■ **原文**
◇ ◇ ◇ ◇ ◇
いざ、酪農の情報収集をしてみると、北海道が新規就農の誘致活動をしていることを知りました。各地を比較検討したら、中でも別海のサポート体制がしっかりしていたんです。別海はそれまで名前も聞いたことがなくて、日本一の生乳の生産量だということはもちろん、そもそもなぜこの土地で酪農が盛んになったのかも知りませんでした。(注1

(※注1 別海町は1950年代に世界銀行の融資による『パイロットファーム計画』で近代農業化への基礎が築かれ、70年代には国策の『新酪農村建設事業』で日本屈指の酪農地域へと発展した。)

別海には『別海町酪農研修牧場』(以下、研修牧場)という施設があることを知り、そこに直接電話して問い合わせをしました。すると担当者の方が「農業フェアーというイベントがあるので、まずはそこに行ってみたらどうですか?」と提案されて、会場の大阪まで行きました。そこで研修牧場の当時の場長だった谷野さんにお会いして、酪農で新規就農に関する色々なお話を伺ったところ、「とりあえず夫婦二人で一回見に来なよ!」って言っていただいたので、思い切って夫婦二人で別海まで2泊3日で視察に行きました。

私たちは酪農体験はおろか、牛に触ったことすらありませんでしたが、別海町はそんな私たちでも「本気でやる気があるのであれば」「夫婦で力を合わせて頑張ることが出来るのであれば」、町を挙げて全面的に支援してくれることを知ったので、その視察で不安を解消することができましたね。
◇ ◇ ◇ ◇ ◇
■ **提供データ**

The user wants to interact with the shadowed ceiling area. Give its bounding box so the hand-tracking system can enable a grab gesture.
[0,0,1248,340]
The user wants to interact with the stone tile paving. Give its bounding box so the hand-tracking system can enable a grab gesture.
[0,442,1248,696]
◇ ◇ ◇ ◇ ◇
■ **設定課題**
#1 別海での酪農就農についての文章に基づき、次の問いに答えてください。
(a) 1950年代に別海町で近代農業化への基礎を築いたのは、何による何という計画ですか。
(b) 農業フェアーの会場はどこでしたか。
(c) 夫婦二人での別海への視察は何泊何日でしたか。
#2 別海での酪農就農についての文章のうち、「(※注1 別海町は1950年」で始まり「解消することができましたね。」まで続く部分を、一字一句変えずに再掲してください。
#3 別海での酪農就農についての文章の続きを書いてください。

■ **課題への回答**
#1
(a) 世界銀行の融資による『パイロットファーム計画』です。
(b) 大阪です。
(c) 2泊3日です。

#2
(※注1 別海町は1950年代に世界銀行の融資による『パイロットファーム計画』で近代農業化への基礎が築かれ、70年代には国策の『新酪農村建設事業』で日本屈指の酪農地域へと発展した。)

別海には『別海町酪農研修牧場』(以下、研修牧場)という施設があることを知り、そこに直接電話して問い合わせをしました。すると担当者の方が「農業フェアーというイベントがあるので、まずはそこに行ってみたらどうですか?」と提案されて、会場の大阪まで行きました。そこで研修牧場の当時の場長だった谷野さんにお会いして、酪農で新規就農に関する色々なお話を伺ったところ、「とりあえず夫婦二人で一回見に来なよ!」って言っていただいたので、思い切って夫婦二人で別海まで2泊3日で視察に行きました。

私たちは酪農体験はおろか、牛に触ったことすらありませんでしたが、別海町はそんな私たちでも「本気でやる気があるのであれば」「夫婦で力を合わせて頑張ることが出来るのであれば」、町を挙げて全面的に支援してくれることを知ったので、その視察で不安を解消することができましたね。

#3
それから東京で1年程準備期間を設けました。すぐに移住をしてもよかったのですが、前職の仕事の整理や、多少でも蓄えをしてから行った方がいいだろうと判断したんです。その間も、夫婦二人で力を合わせて、酪農で新規就農にチャレンジしたい! という強い思いは揺らぎませんでした。

東京を離れる際には、家族や友達が盛大なお別れ会を開いてくれました。その時はさすがに寂しくなりましたが、新天地でのゼロからのスタートに思いを馳せ、「絶対にやってやる!」と強く覚悟したのを覚えています。

いざ北海道へ出発した日のことは鮮明に覚えています。全ての家財道具を必要最低限にまとめ、自家用車で茨城県の大洗港から北海道の苫小牧港にフェリーで向かいました。フェリーが苫小牧港に近づき、海上から北海道の広大な大地が目の前に広がった瞬間の感動は、一生忘れられないと思います。

2年の研修の後、いざ新規就農へ。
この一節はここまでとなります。